*What the task asks*: In the copy, keep every record exact and leave out all images.

*Dataset records*:
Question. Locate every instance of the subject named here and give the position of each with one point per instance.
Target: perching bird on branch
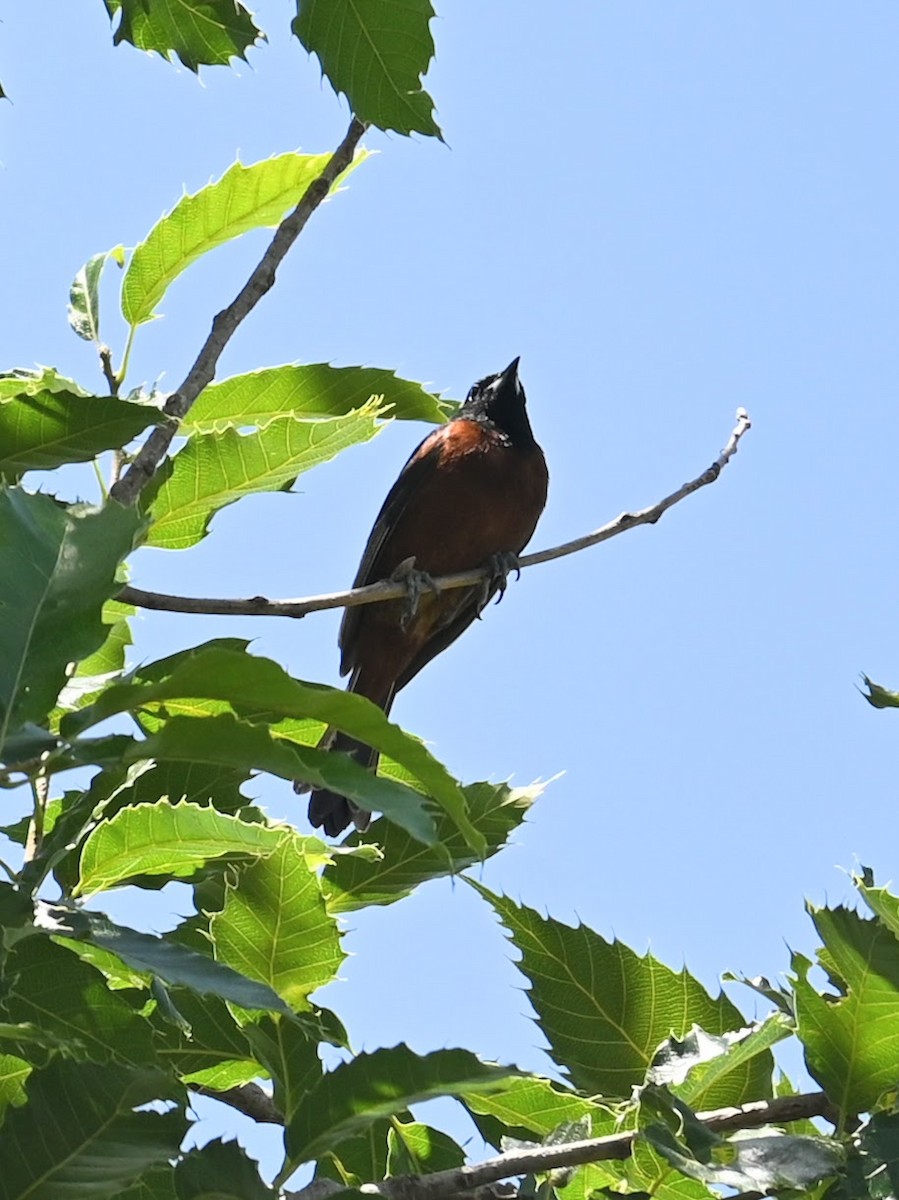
(469, 496)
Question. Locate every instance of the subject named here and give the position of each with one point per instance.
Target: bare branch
(155, 449)
(250, 1099)
(390, 589)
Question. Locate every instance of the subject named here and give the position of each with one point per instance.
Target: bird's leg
(415, 583)
(501, 567)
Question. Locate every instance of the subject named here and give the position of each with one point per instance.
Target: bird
(469, 496)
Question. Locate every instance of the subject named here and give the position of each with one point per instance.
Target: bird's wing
(419, 467)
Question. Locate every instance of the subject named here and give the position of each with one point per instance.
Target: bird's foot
(415, 583)
(499, 567)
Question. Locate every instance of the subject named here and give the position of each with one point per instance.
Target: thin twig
(250, 1099)
(465, 1180)
(155, 449)
(390, 589)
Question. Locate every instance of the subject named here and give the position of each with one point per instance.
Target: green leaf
(603, 1008)
(208, 1038)
(13, 1074)
(199, 33)
(291, 1057)
(877, 696)
(531, 1108)
(851, 1039)
(84, 294)
(274, 925)
(28, 382)
(52, 988)
(163, 957)
(375, 52)
(78, 1134)
(259, 689)
(717, 1071)
(316, 389)
(355, 1095)
(43, 431)
(57, 569)
(220, 1170)
(756, 1161)
(495, 810)
(216, 469)
(167, 839)
(244, 198)
(415, 1149)
(223, 741)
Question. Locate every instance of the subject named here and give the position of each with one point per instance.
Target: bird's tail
(329, 810)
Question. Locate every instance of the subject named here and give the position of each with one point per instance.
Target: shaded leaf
(221, 1170)
(57, 569)
(603, 1008)
(495, 810)
(161, 957)
(315, 389)
(851, 1041)
(84, 294)
(244, 198)
(43, 431)
(274, 925)
(52, 988)
(375, 52)
(78, 1134)
(415, 1149)
(261, 690)
(358, 1093)
(216, 469)
(199, 33)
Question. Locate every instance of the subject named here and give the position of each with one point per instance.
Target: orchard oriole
(469, 496)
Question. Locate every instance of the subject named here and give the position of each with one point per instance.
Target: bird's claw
(415, 583)
(499, 567)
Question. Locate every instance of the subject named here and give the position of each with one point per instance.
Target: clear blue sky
(667, 211)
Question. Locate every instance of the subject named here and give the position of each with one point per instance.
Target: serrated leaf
(495, 810)
(385, 1083)
(291, 1057)
(216, 469)
(13, 1075)
(78, 1134)
(167, 839)
(52, 988)
(375, 52)
(259, 689)
(315, 389)
(220, 1170)
(31, 382)
(415, 1149)
(226, 742)
(603, 1008)
(757, 1161)
(244, 198)
(717, 1071)
(199, 33)
(851, 1041)
(84, 294)
(57, 569)
(174, 964)
(43, 431)
(274, 925)
(531, 1108)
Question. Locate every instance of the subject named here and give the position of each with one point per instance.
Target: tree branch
(389, 589)
(463, 1181)
(155, 449)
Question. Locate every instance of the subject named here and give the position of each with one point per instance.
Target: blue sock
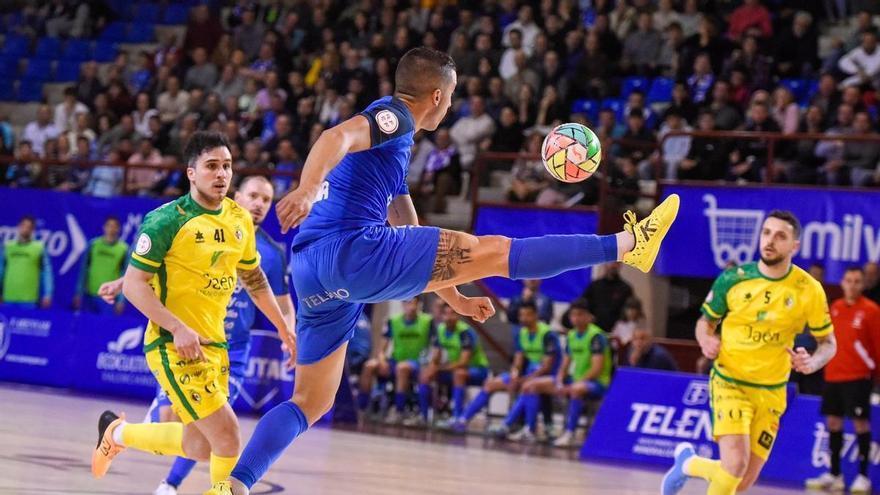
(533, 403)
(476, 406)
(538, 257)
(424, 399)
(179, 471)
(363, 400)
(275, 431)
(518, 408)
(574, 414)
(457, 401)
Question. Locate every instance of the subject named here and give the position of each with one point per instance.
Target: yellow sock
(723, 483)
(720, 481)
(221, 467)
(701, 467)
(155, 438)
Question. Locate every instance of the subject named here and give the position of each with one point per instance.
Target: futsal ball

*Output of the exercise*:
Question. Locate every instance of the subject named here and give the position of each with one point per instance.
Target: perching bird on branch
(469, 496)
Question. Locate every instance of the subject named here and give the position of each with one point per instance.
Target: bare branch
(155, 449)
(250, 1099)
(390, 589)
Question. Locate every instance of the subject named here and give the position of each with one point per instance.
Target: bird's leg
(415, 583)
(501, 567)
Question. Locate every instance of the subject named here and give the position of each with one point per instance.
Target: bird
(469, 496)
Question. Locate every instance of the subject named here and give the position of each with one point per instance.
Target: bird's wing
(419, 467)
Question. Locate every instance of the subject named here and give the position of each with one point per instance.
Target: bird's foot
(415, 583)
(499, 567)
Question. Locate every instance of the subject named here and give the position of each with one point per instance.
Target: thin twig
(250, 1099)
(465, 1180)
(155, 449)
(390, 589)
Question. Locate every instance of the subject named here and give the position of each with one point per instance.
Target: green leaf
(603, 1008)
(208, 1038)
(13, 1074)
(199, 33)
(291, 1057)
(877, 696)
(531, 1108)
(851, 1039)
(84, 294)
(274, 925)
(28, 382)
(52, 988)
(163, 957)
(375, 52)
(78, 1134)
(259, 689)
(717, 1071)
(316, 389)
(355, 1095)
(43, 431)
(57, 569)
(220, 1170)
(756, 1161)
(495, 810)
(216, 469)
(167, 839)
(244, 198)
(415, 1149)
(223, 741)
Question. Locate every instance of the subject named here and give the position of each with one point per instance.
Target: bird's tail
(329, 810)
Question. Locate every instance of the subject named here and give the position of each with one point per instance.
Target: shaded leaf
(221, 1170)
(57, 569)
(603, 1008)
(495, 810)
(161, 957)
(315, 389)
(851, 1041)
(84, 294)
(244, 198)
(43, 431)
(274, 925)
(52, 988)
(375, 52)
(78, 1134)
(415, 1149)
(261, 690)
(358, 1093)
(216, 469)
(199, 33)
Question. Locate every instance of the subject named here and give the position of each with one point per instance.
Target: orchard oriole
(469, 496)
Question. Locate every instance of the subject named here and give the position of each with one point per instance.
Target: bird's claw
(415, 583)
(499, 567)
Question. Locate every instance of the subject named here and give the position of each with one point per instance.
Target: clear blue sky
(667, 211)
Question. Locate every instance of the subject named here and give the position of each with one point per instance.
Target: serrated leaf
(495, 810)
(385, 1083)
(291, 1057)
(216, 469)
(13, 1075)
(78, 1134)
(167, 839)
(52, 988)
(375, 52)
(259, 689)
(315, 389)
(220, 1170)
(31, 382)
(415, 1149)
(226, 742)
(603, 1008)
(757, 1161)
(244, 198)
(717, 1071)
(199, 33)
(851, 1041)
(84, 294)
(57, 569)
(174, 964)
(43, 431)
(274, 925)
(531, 1108)
Question. Locate every instance of the subject named here and give the position of each with one point per instance.
Target: tree branch
(389, 589)
(463, 1181)
(155, 449)
Question. Locate every instance of the subject named here and give the position of each with one point per instance.
Target: blue sock
(533, 403)
(476, 406)
(538, 257)
(424, 399)
(179, 471)
(363, 400)
(275, 431)
(518, 408)
(574, 414)
(457, 401)
Question. Locate every instance of the subject named here and give the position of each with one point per instance.
Target: yellow sock
(723, 483)
(720, 481)
(221, 467)
(701, 467)
(155, 438)
Question. Locate every instance of the subject named here and give the position of each with one point per instance.
Target: futsal ball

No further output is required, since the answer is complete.